_Task prompt_.
Every record below should be printed exactly as given.

_The input_.
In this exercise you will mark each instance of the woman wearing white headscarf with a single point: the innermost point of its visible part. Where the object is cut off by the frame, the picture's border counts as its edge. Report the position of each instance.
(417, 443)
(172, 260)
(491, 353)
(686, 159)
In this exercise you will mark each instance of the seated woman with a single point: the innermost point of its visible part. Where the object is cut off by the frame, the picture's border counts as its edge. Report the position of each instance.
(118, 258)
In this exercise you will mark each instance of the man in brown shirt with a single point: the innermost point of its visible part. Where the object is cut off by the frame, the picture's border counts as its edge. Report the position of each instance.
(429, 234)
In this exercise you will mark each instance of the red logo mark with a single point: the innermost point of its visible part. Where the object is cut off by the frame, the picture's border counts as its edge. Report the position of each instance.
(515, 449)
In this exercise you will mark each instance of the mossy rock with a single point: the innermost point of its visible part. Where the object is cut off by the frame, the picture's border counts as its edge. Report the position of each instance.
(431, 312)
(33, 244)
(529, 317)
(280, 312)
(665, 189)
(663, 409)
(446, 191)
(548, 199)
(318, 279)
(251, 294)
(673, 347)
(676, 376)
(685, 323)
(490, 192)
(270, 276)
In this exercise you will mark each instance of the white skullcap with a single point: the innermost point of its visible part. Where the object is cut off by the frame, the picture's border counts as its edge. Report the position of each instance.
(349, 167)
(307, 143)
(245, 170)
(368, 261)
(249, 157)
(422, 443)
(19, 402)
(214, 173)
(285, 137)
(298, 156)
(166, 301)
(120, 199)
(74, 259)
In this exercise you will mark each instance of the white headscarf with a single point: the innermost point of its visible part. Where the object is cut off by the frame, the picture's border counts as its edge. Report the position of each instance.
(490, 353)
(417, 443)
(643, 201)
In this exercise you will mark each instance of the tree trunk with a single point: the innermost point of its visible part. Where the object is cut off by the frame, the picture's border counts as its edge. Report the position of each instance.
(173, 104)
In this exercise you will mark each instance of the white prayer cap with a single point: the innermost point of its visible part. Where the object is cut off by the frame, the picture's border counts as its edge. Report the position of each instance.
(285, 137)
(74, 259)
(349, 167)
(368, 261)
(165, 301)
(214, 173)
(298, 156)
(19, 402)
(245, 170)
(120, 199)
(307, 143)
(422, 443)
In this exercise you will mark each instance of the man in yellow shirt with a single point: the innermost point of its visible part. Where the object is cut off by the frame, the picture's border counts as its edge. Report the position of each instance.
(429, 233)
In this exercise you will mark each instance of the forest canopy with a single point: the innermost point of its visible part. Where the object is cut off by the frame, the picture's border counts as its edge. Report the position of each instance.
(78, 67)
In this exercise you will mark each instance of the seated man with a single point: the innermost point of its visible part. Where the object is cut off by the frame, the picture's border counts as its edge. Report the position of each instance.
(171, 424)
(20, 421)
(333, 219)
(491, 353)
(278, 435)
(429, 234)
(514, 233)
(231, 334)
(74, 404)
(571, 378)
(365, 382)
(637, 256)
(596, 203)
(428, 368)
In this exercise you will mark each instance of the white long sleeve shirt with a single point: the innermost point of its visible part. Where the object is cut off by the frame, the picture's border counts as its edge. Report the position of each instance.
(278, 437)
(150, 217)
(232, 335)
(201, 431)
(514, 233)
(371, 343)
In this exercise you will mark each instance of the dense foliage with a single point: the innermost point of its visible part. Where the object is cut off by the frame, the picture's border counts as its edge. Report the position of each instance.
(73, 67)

_Solved problem_.
In this exercise you will mark each instance of the woman wearing white headscarf with a single point: the innermost point of its visible part. Where the object is cut off by the frame, the picture's border counts as its edge. Report the position of each instance.
(417, 443)
(172, 260)
(491, 353)
(686, 159)
In this exercise you will mark each instance of the seated woman with a single point: the innermost point of its visible part. Where the object is cut off by the frame, the picture's border counts as its edge. Report the position of each instance.
(118, 258)
In this exercise you will mark each instance of the man in brown shirt with a single point: the innermost point of its visible part. Where the object is cut off by the frame, the picture's border counts as its edge. Report the position of each instance.
(429, 234)
In this exercise you will mark each instance of the red logo mark with a single point: the innermost point of its visible part. Where the object is cut off by the frame, the picture's border counts as its edge. Report the position of each instance.
(515, 449)
In this exercise you will mark each instance of the mossy rock with a single point: the innermost point of its visible part. Where the object is cut off by the frame, the picture's border counts as its edge. Report the position of each instance.
(431, 312)
(33, 244)
(529, 317)
(280, 312)
(665, 189)
(663, 409)
(446, 191)
(548, 199)
(318, 279)
(251, 294)
(673, 347)
(676, 376)
(685, 323)
(490, 192)
(270, 276)
In this exercise you will mark each instance of the white skullcap with a single point: the innermost point of its visible part. Where the object is cut off by the frame, the picture's border counts as its edge. Report the position of each instance.
(349, 167)
(307, 143)
(245, 170)
(368, 261)
(249, 157)
(422, 443)
(19, 402)
(214, 173)
(285, 137)
(298, 156)
(166, 301)
(120, 199)
(74, 259)
In this exercise you will mark each instance of the white headscarf with a single point: the innermost point of its visible part. Where the object is cut off by the frame, the picture's border counts as its edge. Report the position of each instance.
(490, 353)
(417, 443)
(643, 201)
In this exercise you will mark each instance of the tree trunk with a single point: the innermost point of its visible part. Where the object is cut off by the frame, the picture's border counts as its edge. Report the position of each instance.
(173, 104)
In this exercise you will mark each instance of the white prayer cap with a single point: the innermost point of its visible part. Where the object is cut off by the frame, the picture's border counts as its edge. Report the position of each instance.
(285, 137)
(74, 259)
(349, 167)
(368, 261)
(165, 301)
(214, 173)
(298, 156)
(19, 402)
(245, 170)
(120, 199)
(307, 143)
(422, 443)
In this exercise you will mark each instance of the man in yellow shirt with a single point: the innermost point of its visible part. Where the object is cut off by the frame, the picture's border counts as its edge. Report the position of each instance.
(429, 233)
In this exercise you will mark each instance of the forest canopy with a single point: the innermost point of its visible part. Where the object is cut off by the frame, the picture's border counts as its edge. Report the position of each instance.
(78, 67)
In this exercise you will mark each instance of the seated man with a single point: the innermost point of its visible part. Where the object is cut off by the frame, the picture's border counts as its edge. Report the position of each instance.
(171, 424)
(20, 421)
(333, 219)
(491, 353)
(278, 435)
(429, 234)
(514, 233)
(231, 334)
(74, 404)
(571, 378)
(365, 382)
(637, 256)
(596, 203)
(428, 368)
In this exercise you will mark each instance of the white long sleeve shirt with a single point: the innermost point of its visible part. Where the object is cut off by the frame, the picture's border counts as its edge. Report the position of each instance.
(278, 437)
(150, 217)
(232, 335)
(201, 431)
(514, 233)
(371, 343)
In this exercise you will mark each instance of the dense foliage with a single point: the innermost point of its visible part. Where the object is cut off by the frame, the picture's border counts as its edge. Report the position of each instance.
(73, 67)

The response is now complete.